start Dataset extract

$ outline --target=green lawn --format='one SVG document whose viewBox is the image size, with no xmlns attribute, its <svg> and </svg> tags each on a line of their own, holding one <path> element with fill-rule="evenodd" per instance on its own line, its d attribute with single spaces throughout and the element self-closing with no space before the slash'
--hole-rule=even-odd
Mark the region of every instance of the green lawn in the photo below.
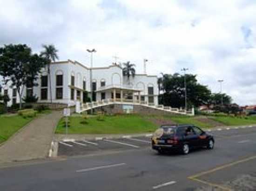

end Dataset extract
start Dataset extract

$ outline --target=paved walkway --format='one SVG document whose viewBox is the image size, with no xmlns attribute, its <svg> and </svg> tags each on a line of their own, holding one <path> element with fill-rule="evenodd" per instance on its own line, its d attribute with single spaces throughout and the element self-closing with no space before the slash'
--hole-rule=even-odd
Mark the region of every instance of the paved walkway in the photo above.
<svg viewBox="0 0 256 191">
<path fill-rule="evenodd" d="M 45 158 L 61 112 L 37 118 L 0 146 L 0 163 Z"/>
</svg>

end Dataset extract

__Exercise__. Display each line of the items above that contains the word "their".

__Result below__.
$ outline --target=green lawn --format='one SVG document whose viewBox is the image size, with no xmlns attribute, its <svg> and </svg> tags each on a line of their own, holding one <path> element with fill-rule="evenodd" per instance on its own line, its d attribute with single spaces throughout and the element self-closing with no space before the slash'
$ outline --target=paved walkway --format='one SVG document whose viewBox is the image size, with no xmlns attribute, its <svg> and </svg> tags each on a line of their own, holding one <path> element with fill-rule="evenodd" per instance on its own line, its d attribute with single spaces throughout and the element self-closing with no space before the slash'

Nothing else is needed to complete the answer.